Passage provided below:
Another goal of the CED was to support Hayden's hard-fought 1982 bid for a seat on the California State Assembly, in which he was victorious. That same year, the CED helped to elect 60 California state politicians.

The CED was funded at first by money from Fonda's film career, then increasingly by the growing Jane Fonda's Workout media franchise, including three exercise studios in 1979–80, the best-selling Jane Fonda's Workout Book in 1981, and in 1982 a Platinum-certified exercise record and the hugely popular home video, which developed into a series. In early 1982 before the LP and video were released, Hayden said the PAC was receiving $30,000 each month from Fonda's workout studios and book. In 1984, Fonda reduced her contributions to the CED in order to fund her own political interests, such as abortion rights and ending apartheid in South Africa. Even so, the CED reported that Fonda's Workout franchise had donated about $800,000 in 1986 – half of their annual budget.
End of Passage provided.
### [Task 1]
In the passage about the CED and its funding, translate this sentence into Spanish: "That same year, the CED helped to elect 60 California state politicians."
### [Task 2]
Resume the passage about the CED and its funding, picking up right after its final sentence.
These lines come from a separate source.
Record set below:
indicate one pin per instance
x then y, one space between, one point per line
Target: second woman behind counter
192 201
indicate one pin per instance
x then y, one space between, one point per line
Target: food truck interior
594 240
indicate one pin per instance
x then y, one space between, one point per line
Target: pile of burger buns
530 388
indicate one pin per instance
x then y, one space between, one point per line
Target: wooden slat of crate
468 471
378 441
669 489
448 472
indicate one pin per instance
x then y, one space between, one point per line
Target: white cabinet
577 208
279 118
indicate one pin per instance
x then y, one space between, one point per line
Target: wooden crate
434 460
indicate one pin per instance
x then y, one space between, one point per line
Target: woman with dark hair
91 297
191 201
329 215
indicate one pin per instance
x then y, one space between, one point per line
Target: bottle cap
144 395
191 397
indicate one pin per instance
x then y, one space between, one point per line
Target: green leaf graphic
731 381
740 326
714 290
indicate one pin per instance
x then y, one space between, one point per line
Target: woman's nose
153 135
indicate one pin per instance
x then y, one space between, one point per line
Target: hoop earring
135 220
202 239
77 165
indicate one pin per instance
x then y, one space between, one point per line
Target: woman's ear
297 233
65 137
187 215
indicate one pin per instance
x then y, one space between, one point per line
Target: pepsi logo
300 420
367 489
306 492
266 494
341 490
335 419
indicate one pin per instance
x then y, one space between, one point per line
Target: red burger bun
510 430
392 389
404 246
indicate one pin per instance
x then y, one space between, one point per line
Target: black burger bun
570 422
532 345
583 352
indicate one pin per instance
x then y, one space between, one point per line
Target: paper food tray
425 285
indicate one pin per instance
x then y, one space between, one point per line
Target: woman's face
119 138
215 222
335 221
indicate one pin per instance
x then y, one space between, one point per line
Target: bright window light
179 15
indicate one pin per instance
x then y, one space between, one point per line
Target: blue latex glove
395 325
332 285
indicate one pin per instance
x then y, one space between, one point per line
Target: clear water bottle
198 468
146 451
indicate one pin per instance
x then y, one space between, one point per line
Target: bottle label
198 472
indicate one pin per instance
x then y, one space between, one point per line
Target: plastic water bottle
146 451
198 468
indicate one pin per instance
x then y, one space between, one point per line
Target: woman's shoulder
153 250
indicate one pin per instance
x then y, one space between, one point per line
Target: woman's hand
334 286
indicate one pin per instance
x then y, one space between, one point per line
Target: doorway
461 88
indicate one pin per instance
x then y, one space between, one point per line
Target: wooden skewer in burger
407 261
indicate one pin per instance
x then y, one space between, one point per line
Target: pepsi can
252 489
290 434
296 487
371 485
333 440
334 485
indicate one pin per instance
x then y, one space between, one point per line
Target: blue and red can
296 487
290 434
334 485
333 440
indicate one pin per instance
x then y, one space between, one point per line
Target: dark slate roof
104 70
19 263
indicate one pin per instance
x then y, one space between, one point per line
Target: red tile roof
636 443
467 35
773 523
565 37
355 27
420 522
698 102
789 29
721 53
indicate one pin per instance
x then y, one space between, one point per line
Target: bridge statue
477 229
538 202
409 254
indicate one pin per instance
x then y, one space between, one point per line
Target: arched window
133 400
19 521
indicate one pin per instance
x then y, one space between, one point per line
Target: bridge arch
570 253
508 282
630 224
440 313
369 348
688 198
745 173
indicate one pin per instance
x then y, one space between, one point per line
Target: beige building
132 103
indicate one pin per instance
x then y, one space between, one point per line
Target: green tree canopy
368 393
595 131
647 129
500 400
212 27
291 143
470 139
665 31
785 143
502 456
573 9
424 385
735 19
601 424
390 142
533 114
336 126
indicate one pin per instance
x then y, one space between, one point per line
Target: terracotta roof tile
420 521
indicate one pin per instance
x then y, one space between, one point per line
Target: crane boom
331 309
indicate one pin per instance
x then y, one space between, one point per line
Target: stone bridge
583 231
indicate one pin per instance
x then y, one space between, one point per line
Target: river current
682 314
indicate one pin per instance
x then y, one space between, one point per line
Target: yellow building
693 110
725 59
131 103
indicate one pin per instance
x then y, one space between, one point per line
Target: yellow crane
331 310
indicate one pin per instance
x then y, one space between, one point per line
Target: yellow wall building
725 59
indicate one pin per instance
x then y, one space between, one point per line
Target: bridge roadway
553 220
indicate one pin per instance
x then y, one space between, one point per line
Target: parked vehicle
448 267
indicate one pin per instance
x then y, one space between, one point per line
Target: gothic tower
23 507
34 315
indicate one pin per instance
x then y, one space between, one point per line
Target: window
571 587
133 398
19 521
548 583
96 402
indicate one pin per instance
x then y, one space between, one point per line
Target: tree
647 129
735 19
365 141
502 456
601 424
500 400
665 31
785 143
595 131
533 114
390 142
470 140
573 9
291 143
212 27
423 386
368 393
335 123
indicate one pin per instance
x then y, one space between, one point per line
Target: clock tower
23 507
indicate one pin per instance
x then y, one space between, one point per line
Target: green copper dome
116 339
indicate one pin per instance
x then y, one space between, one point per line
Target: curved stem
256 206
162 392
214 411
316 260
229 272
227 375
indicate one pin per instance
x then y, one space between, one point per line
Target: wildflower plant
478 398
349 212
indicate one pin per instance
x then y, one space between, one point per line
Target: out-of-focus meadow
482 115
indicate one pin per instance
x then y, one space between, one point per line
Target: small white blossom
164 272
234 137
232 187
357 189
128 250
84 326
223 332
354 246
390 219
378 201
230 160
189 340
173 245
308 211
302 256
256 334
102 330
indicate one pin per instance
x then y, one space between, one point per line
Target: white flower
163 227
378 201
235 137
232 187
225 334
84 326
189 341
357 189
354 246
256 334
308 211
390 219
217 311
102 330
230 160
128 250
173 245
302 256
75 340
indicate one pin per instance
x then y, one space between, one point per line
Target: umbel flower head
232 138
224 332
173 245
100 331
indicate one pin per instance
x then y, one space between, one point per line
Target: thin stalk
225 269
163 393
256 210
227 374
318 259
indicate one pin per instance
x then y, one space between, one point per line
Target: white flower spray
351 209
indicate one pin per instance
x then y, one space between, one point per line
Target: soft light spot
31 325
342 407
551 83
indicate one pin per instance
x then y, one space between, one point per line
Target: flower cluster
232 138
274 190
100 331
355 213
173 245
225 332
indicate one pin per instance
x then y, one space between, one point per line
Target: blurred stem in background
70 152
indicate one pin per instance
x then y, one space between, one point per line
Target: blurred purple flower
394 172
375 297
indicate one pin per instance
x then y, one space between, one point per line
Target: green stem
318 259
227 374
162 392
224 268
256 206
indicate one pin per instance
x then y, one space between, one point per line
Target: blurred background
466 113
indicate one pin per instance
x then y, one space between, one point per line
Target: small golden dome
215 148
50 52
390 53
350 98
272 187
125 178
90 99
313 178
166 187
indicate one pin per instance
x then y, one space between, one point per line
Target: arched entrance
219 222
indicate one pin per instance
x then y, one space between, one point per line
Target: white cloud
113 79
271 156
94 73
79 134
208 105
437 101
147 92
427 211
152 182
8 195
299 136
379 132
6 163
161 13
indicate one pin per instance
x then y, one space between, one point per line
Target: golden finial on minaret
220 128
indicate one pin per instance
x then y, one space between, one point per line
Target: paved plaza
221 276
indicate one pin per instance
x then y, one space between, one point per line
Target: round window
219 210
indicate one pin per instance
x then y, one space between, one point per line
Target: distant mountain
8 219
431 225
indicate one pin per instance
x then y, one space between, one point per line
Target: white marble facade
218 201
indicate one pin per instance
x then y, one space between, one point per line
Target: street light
End of Record set.
### [Written response 1]
Ese mismo año, el CED ayudó a elegir a 60 políticos estatales de California.

### [Written response 2]
Fonda gradually pulled back from the CED, reducing her visibility due to the persistent political backlash against her 1972 visit to Hanoi, Vietnam, when she rashly posed for photos on an enemy anti-aircraft artillery unit. Hayden saw poll results showing that negative feelings for Fonda among voters were probably holding back his political rise. The CED disbanded in July 1986 to be replaced by Hayden's Campaign California using the same headquarters and staff, but widening to state and national aspirations.